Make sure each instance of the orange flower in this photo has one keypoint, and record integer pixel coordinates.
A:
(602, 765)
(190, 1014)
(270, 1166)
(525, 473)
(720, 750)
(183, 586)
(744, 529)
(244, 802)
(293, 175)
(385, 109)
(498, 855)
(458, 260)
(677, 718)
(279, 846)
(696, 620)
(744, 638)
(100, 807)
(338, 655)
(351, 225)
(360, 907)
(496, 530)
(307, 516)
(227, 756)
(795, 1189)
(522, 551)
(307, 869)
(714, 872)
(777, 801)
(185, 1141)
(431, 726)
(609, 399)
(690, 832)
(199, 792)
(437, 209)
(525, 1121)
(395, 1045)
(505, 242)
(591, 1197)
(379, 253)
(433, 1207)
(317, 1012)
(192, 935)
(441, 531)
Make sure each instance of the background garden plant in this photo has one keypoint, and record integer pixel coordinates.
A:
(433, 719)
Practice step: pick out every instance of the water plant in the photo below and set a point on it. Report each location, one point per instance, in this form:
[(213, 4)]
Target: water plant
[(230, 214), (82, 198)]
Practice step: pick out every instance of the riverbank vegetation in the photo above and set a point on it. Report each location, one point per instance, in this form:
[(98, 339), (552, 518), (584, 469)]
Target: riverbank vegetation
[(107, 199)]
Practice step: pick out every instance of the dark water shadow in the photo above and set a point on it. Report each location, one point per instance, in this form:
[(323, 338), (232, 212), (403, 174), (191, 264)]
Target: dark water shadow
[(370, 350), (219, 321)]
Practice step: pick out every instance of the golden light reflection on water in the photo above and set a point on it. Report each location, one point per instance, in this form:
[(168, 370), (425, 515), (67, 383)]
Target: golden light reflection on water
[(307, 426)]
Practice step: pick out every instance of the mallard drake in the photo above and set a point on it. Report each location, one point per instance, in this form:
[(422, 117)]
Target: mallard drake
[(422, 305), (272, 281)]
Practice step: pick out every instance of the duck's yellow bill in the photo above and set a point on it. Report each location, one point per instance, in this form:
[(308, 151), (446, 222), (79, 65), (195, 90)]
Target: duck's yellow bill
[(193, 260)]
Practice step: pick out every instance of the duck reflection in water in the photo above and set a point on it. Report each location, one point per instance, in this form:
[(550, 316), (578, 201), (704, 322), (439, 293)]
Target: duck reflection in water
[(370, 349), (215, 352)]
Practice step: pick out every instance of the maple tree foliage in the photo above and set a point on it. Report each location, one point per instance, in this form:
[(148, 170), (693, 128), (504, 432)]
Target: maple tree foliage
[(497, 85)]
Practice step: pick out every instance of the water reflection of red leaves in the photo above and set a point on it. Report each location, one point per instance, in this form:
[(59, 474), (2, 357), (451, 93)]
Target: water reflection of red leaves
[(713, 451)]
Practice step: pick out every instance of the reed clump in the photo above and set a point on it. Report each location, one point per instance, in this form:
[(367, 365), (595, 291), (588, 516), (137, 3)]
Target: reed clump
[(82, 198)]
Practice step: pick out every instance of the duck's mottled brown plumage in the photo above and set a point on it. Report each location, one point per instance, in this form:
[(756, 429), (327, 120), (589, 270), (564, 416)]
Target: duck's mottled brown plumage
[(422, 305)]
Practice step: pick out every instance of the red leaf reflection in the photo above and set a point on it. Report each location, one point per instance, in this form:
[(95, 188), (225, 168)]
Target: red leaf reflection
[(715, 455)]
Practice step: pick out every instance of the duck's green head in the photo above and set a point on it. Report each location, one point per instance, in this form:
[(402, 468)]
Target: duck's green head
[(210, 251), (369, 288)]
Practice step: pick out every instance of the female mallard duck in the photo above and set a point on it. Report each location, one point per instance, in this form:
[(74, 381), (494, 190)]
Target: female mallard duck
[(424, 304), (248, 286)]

■ **What you have to do**
Transcribe every entry word for word.

■ **The output**
Make sure each instance of the orange flower in this photo has one keypoint, and record integer pixel coordinates.
A:
(602, 765)
(190, 1014)
(270, 1166)
(525, 473)
(720, 750)
(183, 586)
(744, 529)
(244, 802)
(293, 175)
(385, 109)
(498, 855)
(458, 260)
(677, 718)
(279, 846)
(696, 620)
(744, 638)
(100, 807)
(338, 655)
(351, 225)
(360, 907)
(496, 530)
(307, 516)
(227, 756)
(795, 1189)
(522, 551)
(307, 869)
(714, 872)
(777, 801)
(185, 1141)
(431, 726)
(609, 399)
(690, 832)
(199, 792)
(437, 209)
(525, 1121)
(395, 1045)
(505, 242)
(591, 1197)
(379, 253)
(433, 1207)
(317, 1012)
(192, 935)
(441, 531)
Make sure each instance of the background garden plant in this photo has one keypoint, and record integer pixel coordinates.
A:
(433, 719)
Practice step: pick out every instance of the water plant in the photo below and set a point on it. Report each location, one point per instance, in this form:
[(213, 4)]
Target: water plant
[(230, 214), (82, 198)]
Practice step: pick out every instance of the riverbank vegetation in the photo above and set a point on it. Report each location, one point per instance, in this form:
[(98, 339), (552, 518), (584, 469)]
Target: riverbank vegetation
[(107, 199)]
Practice step: pick out every instance of the dark water shadow in the photo above and set a point on it. Report each location, one point per instance, in this form:
[(323, 338), (232, 212), (403, 174), (191, 264)]
Target: dark water shadow
[(370, 350), (219, 321)]
Practice step: pick out every instance of the golden light reflection on water in the photo above and set a point on it. Report each location, one point per instance, in this form:
[(168, 370), (425, 515), (67, 383)]
Target: golden light reflection on water
[(307, 426)]
Practice step: pick out every instance of the mallard drake in the photo above and set a point on it. Report each location, one point per instance, in this form:
[(422, 117)]
Target: mallard drake
[(422, 305), (272, 281)]
Practice step: pick out every instance of the duck's yellow bill in the photo above and set a point on it. Report each location, one point per instance, in this form:
[(308, 151), (446, 222), (79, 65), (195, 90)]
Target: duck's yellow bill
[(193, 260)]
Practice step: pick out every instance of the duck reflection in water in the photo above and set a point on it. Report each location, one point per instance, in this form:
[(550, 316), (578, 201), (704, 322), (439, 293)]
Target: duck reflection in water
[(370, 349), (215, 352)]
Practice step: pick out every instance of the maple tree foliage in the photo above and set a point on it. Report each location, one point per instance, in this form:
[(148, 170), (693, 128), (504, 432)]
Target: maple tree foliage
[(497, 85)]
Practice step: pick out every instance of the water reflection of red leaves in the photo above and set a point on it. Report each location, one point per instance, in this form:
[(59, 474), (2, 357), (451, 93)]
Target: water reflection of red leaves
[(713, 451)]
Practice step: pick out every instance of the reed clump in the photo above and set a point on it. Report each location, one point per instance, in this form:
[(367, 365), (595, 291), (588, 516), (137, 3)]
Target: reed clump
[(82, 198)]
Practice step: pick out every instance of the duck's mottled brown plumage in the photo above and set a point on it. Report each location, one point per instance, in this form:
[(756, 429), (327, 120), (589, 270), (564, 416)]
Target: duck's mottled brown plumage
[(422, 305)]
Practice step: pick out every instance of the red leaf reflection in the photo above and set a point on it. Report each location, one point per instance, in this form:
[(95, 188), (225, 168)]
Target: red leaf reflection
[(715, 455)]
Practice step: pick out every instance of the duck's green head in the photo above and set a point on it. Report each location, one point per instance, in this form:
[(402, 468)]
Target: duck's green head
[(210, 251), (369, 288)]
Practice step: pick out every instance of the female mallard duck in the photo above and set a point on it. Report each location, one point per instance, in this form:
[(74, 381), (494, 190)]
Target: female mallard duck
[(424, 304), (248, 286)]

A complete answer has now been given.